TASKS TO CARRY OUT -
[1] Decide whether each statement agrees with the passage on immunity and diet below. Answer yes or no for each, quoting the words of the passage that decide it.
(a) Supplements can improve immunity.
(b) Some people are born with a weaker immune system.
(c) A person can take the pulse of their immunity.
[2] Write the next part of the passage on immunity and diet, beginning after its final sentence.

DOCUMENT SECTION -

=== Section Start ===

Immunity and how to boost it have become buzzwords since the onset of the pandemic. But immunity cannot be built overnight nor can it be improved with supplements or by popping pills mindlessly. Claims and promises of quickly improving the immune system don’t hold either. It takes a well-thought-out diet plan, based on right information, to strengthen one’s immunity, fight infections and stay healthy. That’s what nutritionist Kavita Devgan talks about in her book, The Immunity Diet, while trying to dispel myths surrounding immunity.
Put simply, immunity is the ability of our body and mind to withstand the stress of daily life and also cope with imbalance and disease. “It’s the body’s strength to protect itself from foreign invaders such as viruses, diseases and infections,” says Devgan. Though one can’t feel or see one’s immunity levels or take its pulse or temperature, yet the immune system is quietly and constantly patrolling the body to detect and destroy infectious microbes.
Some are born with a weaker immune system and are more prone to catching infections. It’s where food can play a role, besides certain behavioural changes and smart habits. The list of habits can be extensive, varying from including herbs, spices, essential nutrients and antioxidants into everyday diet and meal plans. Adopting such simple habits can not only help prevent disease but also aid quick recovery after a bout of infection. “Switching to these habits can help change our status from the conditions that create a disease to one that actively helps prevent them,” adds Devgan.

=== Section End ===

SUPPLIED RECORDS -

=== Section Start ===

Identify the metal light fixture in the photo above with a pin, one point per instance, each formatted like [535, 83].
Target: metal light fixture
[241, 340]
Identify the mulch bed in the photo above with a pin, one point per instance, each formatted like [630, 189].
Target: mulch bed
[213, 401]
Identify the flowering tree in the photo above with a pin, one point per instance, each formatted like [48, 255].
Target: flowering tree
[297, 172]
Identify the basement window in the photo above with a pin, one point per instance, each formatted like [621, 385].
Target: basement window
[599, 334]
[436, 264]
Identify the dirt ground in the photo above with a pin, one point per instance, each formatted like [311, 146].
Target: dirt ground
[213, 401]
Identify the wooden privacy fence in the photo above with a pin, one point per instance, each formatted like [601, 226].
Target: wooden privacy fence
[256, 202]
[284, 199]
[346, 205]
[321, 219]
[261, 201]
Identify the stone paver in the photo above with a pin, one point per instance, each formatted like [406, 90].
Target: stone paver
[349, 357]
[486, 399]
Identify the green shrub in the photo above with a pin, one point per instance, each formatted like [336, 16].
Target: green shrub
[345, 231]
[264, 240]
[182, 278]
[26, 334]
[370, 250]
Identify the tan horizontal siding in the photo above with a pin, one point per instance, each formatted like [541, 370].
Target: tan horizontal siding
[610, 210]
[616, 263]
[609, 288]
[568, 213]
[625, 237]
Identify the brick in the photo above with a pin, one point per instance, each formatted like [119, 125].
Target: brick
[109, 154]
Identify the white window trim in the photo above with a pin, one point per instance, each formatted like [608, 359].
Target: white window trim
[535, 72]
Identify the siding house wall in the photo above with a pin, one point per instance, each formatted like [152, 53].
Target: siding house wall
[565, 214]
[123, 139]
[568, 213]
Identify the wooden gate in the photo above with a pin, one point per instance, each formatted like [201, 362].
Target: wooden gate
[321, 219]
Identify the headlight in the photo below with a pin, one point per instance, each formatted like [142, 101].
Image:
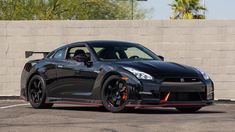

=== Section End ===

RESULTS FOR EACH TASK -
[1]
(a) No: "immunity cannot be built overnight nor can it be improved with supplements or by popping pills mindlessly"
(b) Yes: "Some are born with a weaker immune system and are more prone to catching infections."
(c) No: "one can’t feel or see one’s immunity levels or take its pulse or temperature"

[2]
Several immunoboosters can help do that. Barley, for example, has almost disappeared from our kitchens and needs to make a comeback. It contains beta-glucan, a fibre with anti-microbial and antioxidant capabilities that boosts immunity, speeds up wound healing, and also helps antibiotics work better. It also has selenium, a difficult to find trace mineral which has a positive effect on the immune system. Another immunobooster is onion seeds (kalonji), which contain essential ingredient thymoquinone. It helps fight against inflammation building up in the lungs due to pollution or infection. “It is a potent mood booster too,” says Devgan. “You can maximise its benefits by sprinkling onion seeds liberally while preparing dal, vegetables and even chapatti or have cold-pressed kalonji oil.”
Fermented foods and beverages are another set of immunity-building foods to be included in the diet as they are rich in vitamin C, zinc and iron. The link between gut health and immunity is established now—the better your gut, the stronger your immunity. Fermented foods and beverages improve digestion and help restore the balance of friendly bacteria besides helping with weight loss and heart health.
If there is one lesson that the testing times of the pandemic have taught all it is that we need an iron-clad immunity to stay safe and recover faster in case we do get infected. It, therefore, makes all the more sense to keep the immune system in top shape. And it all starts with reevaluating our diet and getting the right food on the plate.